### Direction A
Copy out verbatim the part of the entries below that opens with the line containing "Expected: one point per instance of the bare shrub, each" and closes with the line containing "point(298, 35)", including both of those lines.

Yes. C is frozen forever. But that doesn't matter since we have
C++.
Languages such as C++, Java, C#, scripting languages, and many others,
have tended to narrow the range of applications programmed in C. It
seems unlikely to me that any large scale development organization
would start a brand new application with 100K or more LOC in C today.
So be it, there are two application areas where C still reigns.
The first is the one it was originally designed for, system
programming. You will get flamed in C++ groups if you suggest that
one couldn't completely rewrite UNIX or even Windows completely in
C++, but in the real world C is the language in which operating
systems are written.
The second is one that Brian Kernighan probably never gave much
thought to, embedded systems. Not too surprising, when you put it in
historical perspective. The earliest versions of C preceded the Intel
8080, the first true microprocessor, by several years.
The single largest category of processors in existence are those in
cell phones, mostly ARM derivatives of one sort or another. The
execute code written in C, and applications written in Java. The
earlier versions used a software JVM written in C. Newer ARM versions
actually have a hardware partial JVM, so only part of the Java is
executed by an interpreter written in C.
All new developments are done in C++, and there is no way out.
This is so absurd, the real problem is that you don't have the
faintest idea of 90% or more of the development in C. Despite your
constant complaints of the narrow vision of the C community, or at
least of the regulars in comp.lang.c, you completely fail to realize
that most of the C development happening today has nothing at all to
do with desktop computers.
If you reworded your statement above as, "All new desktop application
developments are done in C++", it would still be wrong. Do some
research, I think you will find that in total the use of Java, C#,
managed C++, Ruby on Rails, and a few others greatly out weigh the use
of C++.
On the other hand, if you said, "Almost no new desktop developments
are done in C", I would say you are absolutely correct.
The vast majority of C development these days is not in desktops or
servers, not even in hosted environments at all, and note that an OS
kernel is generally not itself a hosted environment, although it
provides a hosted environment to applications running on it.
In fact, a large percentage of C development these days is done on
non-conforming implementations that only implement part of the
language. Most implementations for 8-bit targets do not provide
floating point types at all, or only a single precision type. Most
16-bit implementations, and even some 32-bit implementations, don't
support a floating point type that meets the minimum requirements for
a double.

### Direction B
Carry the post about where the C language is still used further, beginning right after its last sentence.

### Data listing
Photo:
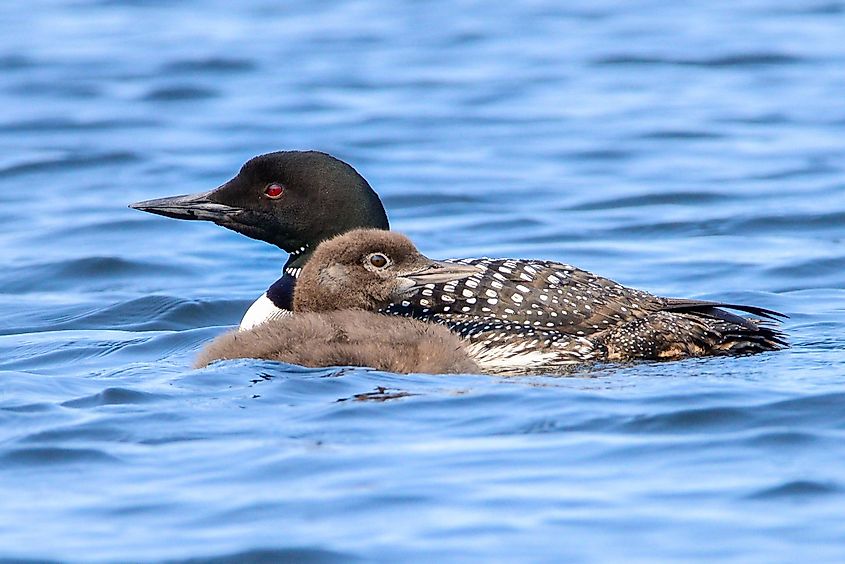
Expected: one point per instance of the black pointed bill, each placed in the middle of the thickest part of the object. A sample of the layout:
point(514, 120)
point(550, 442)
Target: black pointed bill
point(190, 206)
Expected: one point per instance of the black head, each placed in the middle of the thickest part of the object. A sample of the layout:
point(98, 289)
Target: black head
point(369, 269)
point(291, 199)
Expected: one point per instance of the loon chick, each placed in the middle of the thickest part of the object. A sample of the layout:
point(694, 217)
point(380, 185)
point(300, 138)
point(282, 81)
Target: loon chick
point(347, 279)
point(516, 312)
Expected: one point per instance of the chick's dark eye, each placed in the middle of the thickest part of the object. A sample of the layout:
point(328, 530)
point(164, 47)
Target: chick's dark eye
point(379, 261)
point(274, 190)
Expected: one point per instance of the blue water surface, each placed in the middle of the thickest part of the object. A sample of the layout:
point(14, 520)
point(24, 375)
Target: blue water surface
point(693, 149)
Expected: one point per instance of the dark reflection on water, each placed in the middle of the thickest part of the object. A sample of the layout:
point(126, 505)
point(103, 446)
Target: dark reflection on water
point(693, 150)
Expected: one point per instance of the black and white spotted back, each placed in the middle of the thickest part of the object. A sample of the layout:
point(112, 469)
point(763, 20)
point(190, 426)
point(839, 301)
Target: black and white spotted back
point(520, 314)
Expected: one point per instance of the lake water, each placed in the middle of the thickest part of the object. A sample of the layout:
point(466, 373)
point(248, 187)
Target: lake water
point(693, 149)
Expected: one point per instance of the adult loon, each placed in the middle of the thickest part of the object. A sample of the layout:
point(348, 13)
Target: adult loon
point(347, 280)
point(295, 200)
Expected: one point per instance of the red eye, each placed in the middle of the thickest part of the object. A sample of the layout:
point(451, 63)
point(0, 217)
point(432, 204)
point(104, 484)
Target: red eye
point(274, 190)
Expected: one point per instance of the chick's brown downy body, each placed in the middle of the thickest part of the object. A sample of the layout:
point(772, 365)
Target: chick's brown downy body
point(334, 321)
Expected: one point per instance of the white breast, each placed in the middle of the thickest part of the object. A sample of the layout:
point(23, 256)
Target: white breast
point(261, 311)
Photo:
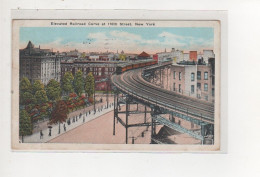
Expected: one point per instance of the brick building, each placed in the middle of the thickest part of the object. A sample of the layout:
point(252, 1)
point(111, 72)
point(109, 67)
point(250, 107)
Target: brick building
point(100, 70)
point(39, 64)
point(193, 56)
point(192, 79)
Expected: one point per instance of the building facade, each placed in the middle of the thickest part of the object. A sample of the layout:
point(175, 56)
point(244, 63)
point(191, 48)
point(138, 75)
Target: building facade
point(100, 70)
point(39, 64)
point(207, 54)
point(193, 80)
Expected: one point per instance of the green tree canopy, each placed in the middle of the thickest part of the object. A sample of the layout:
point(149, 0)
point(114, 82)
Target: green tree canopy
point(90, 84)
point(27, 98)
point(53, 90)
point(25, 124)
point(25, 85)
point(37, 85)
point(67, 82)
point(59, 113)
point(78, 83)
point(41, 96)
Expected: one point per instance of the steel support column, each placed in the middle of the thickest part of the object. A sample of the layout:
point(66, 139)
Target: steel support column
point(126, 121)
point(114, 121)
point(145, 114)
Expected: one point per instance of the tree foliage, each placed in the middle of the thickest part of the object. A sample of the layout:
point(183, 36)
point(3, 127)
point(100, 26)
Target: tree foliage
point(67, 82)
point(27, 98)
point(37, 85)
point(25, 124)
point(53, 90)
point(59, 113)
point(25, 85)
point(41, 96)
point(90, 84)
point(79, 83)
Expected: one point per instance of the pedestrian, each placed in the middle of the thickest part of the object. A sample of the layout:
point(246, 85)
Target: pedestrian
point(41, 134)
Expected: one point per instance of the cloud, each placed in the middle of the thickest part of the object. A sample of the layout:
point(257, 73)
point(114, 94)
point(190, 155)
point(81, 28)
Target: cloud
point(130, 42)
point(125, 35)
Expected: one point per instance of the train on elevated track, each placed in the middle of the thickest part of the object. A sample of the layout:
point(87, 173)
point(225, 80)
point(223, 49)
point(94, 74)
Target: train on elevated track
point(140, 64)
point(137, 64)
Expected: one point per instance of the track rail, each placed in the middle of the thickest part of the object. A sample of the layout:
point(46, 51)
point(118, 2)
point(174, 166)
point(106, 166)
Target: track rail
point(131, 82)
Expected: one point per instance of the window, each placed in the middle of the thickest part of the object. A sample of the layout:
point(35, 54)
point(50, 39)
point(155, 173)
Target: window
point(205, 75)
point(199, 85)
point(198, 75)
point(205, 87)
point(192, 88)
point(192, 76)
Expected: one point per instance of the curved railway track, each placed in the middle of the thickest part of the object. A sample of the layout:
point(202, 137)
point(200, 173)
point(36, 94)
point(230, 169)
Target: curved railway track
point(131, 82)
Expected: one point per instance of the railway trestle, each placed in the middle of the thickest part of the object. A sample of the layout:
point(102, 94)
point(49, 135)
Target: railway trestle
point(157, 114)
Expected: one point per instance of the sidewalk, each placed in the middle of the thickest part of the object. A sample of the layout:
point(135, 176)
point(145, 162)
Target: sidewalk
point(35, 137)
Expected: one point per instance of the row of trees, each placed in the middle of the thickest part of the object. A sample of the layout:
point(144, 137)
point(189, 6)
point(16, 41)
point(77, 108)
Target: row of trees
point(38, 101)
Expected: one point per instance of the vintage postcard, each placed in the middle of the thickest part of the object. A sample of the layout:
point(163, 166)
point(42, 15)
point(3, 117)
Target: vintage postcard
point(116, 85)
--
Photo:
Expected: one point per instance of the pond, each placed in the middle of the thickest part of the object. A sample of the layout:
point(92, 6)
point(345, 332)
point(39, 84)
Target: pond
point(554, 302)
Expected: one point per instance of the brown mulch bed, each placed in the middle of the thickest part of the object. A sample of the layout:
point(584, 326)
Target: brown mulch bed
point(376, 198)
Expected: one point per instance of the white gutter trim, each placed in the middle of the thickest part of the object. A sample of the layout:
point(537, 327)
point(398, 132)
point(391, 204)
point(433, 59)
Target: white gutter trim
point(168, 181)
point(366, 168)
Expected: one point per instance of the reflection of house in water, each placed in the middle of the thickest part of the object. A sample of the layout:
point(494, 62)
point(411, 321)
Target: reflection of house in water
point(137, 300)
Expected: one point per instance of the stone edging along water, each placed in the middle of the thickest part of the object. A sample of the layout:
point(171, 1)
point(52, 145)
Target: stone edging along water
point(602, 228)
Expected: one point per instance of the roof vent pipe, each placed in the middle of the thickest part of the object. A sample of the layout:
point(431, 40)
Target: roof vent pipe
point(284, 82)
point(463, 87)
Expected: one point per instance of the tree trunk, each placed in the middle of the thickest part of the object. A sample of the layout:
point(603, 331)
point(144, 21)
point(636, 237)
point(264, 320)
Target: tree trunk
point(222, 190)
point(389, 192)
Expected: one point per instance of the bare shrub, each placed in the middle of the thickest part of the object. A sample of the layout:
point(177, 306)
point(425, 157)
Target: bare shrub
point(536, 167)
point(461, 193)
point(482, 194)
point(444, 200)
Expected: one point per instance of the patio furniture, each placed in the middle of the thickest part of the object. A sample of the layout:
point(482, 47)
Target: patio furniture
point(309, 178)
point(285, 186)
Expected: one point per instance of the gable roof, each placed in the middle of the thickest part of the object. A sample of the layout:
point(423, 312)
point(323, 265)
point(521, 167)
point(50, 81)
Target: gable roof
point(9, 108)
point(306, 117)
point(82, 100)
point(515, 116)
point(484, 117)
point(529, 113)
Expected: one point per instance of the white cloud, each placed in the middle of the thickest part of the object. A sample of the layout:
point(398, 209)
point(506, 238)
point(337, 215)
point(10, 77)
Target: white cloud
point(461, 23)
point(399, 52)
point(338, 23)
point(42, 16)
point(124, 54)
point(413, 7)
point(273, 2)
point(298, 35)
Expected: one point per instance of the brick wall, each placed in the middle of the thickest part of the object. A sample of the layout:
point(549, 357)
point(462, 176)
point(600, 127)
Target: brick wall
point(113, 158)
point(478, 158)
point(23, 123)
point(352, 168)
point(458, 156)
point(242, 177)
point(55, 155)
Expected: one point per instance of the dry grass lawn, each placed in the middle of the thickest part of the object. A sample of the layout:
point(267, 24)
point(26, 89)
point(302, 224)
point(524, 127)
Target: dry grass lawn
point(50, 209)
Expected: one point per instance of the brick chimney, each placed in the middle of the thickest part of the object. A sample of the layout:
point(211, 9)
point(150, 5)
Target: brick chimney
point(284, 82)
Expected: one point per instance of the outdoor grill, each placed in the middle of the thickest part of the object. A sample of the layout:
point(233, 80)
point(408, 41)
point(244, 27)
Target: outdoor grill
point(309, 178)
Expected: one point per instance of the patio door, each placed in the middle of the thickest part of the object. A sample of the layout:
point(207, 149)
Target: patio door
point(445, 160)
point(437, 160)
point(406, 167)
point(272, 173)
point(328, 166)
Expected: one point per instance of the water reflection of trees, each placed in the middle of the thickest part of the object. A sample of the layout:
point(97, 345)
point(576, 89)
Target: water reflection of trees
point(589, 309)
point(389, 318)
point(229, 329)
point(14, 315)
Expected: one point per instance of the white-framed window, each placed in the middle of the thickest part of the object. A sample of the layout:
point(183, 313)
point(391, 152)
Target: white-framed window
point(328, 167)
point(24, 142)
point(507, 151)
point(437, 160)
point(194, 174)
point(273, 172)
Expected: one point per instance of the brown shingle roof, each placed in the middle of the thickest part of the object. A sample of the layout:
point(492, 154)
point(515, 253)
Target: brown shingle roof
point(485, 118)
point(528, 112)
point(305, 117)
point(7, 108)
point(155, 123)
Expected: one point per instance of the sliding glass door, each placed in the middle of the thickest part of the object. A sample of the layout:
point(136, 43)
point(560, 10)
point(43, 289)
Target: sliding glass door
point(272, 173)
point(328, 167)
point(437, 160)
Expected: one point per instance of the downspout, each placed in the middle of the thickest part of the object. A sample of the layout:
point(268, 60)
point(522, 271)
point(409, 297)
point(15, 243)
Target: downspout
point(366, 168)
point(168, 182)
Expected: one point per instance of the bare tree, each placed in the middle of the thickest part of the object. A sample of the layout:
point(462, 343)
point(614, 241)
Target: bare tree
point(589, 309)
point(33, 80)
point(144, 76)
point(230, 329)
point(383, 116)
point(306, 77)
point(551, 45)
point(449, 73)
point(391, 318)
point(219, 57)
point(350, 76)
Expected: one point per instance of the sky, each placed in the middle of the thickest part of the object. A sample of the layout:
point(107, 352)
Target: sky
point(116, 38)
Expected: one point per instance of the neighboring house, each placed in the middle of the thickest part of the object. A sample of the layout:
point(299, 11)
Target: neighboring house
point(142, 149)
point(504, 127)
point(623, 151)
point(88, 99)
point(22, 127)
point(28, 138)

### Written reply A
Expected: one point per instance of the bare shrub, each placed in the middle of the thickest part of the object. A sample of the layout:
point(177, 306)
point(425, 157)
Target: bare shrub
point(536, 167)
point(461, 193)
point(482, 194)
point(444, 200)
Expected: one point per instance of the patio furniture, each placed in the middle of the thickest part of the object. A sample of the layout:
point(482, 47)
Target: patio furniture
point(309, 178)
point(285, 186)
Expected: one point per instance of the gable roof, each placed in the middle of the thickest part of the object. A sample of the layout:
point(423, 312)
point(323, 265)
point(521, 167)
point(50, 81)
Target: gable roof
point(9, 108)
point(306, 117)
point(82, 100)
point(515, 116)
point(484, 117)
point(529, 113)
Expected: one point per instance of the white cloud, each placed in the middle of the thickest part of the object. A sample of the layout:
point(398, 209)
point(506, 238)
point(337, 215)
point(10, 77)
Target: white cloud
point(461, 23)
point(399, 52)
point(338, 23)
point(42, 16)
point(124, 54)
point(413, 7)
point(273, 2)
point(298, 35)

### Written reply B
You are carrying on here about extending C, making it a bigger and
more powerful language, and complaining that posters here are not very
sympathetic to your aims.
But you're not even talking to the audience that is paying real money
for new C compilers today.
Go ask on groups like comp.arch.embedded, comp.sys.arm, and comp.dsp,
and see if the C programmers in that group would place a high value on
extending C with operator and function overloading.
Each time somebody tries to improve C, the proponents of
"The better C" will keep things as they are.
There are advantages to keeping the language small, simple, and
efficient. There are many other languages, many of them more complex
and more feature rich. Why do you think C needs to emulate their
features? Why not pick a language for a task that has the best match
of features?
The committee has stated the same view that you say:
C is dead. No new developments, corrections, whatever
until 2019. Then, C will be well forgotten.
Can you provide a link to a statement to this effect from any member
of the committee?
I am trying precisely to do the opposite.
No, you are trying to add features to C. Whether or not your
particular choice of features are improvements is a matter of your
opinion.
I think C is a language that needs small changes but is
basically sound. Lcc-win32 is the only *C* compiler being
developed now. All others are C++ compilers that happen
to compile C. That is why C99 failed: the compiler writers
do not see any C market since all C programmers should be
doing C++.
Indeed, there are many small changes that could be made to improve C,
not just a few. The question is whether or not the particular
extensions that you propose are among those "small changes". At a
philosophical level, there are differences between "improvements" and
"extensions".
As for your statement "Lcc-win32 is the only *C* compiler being
developed now", see
http://www.christian-heffner.de/ The most recent
release of Pelles C was April 4, 2007.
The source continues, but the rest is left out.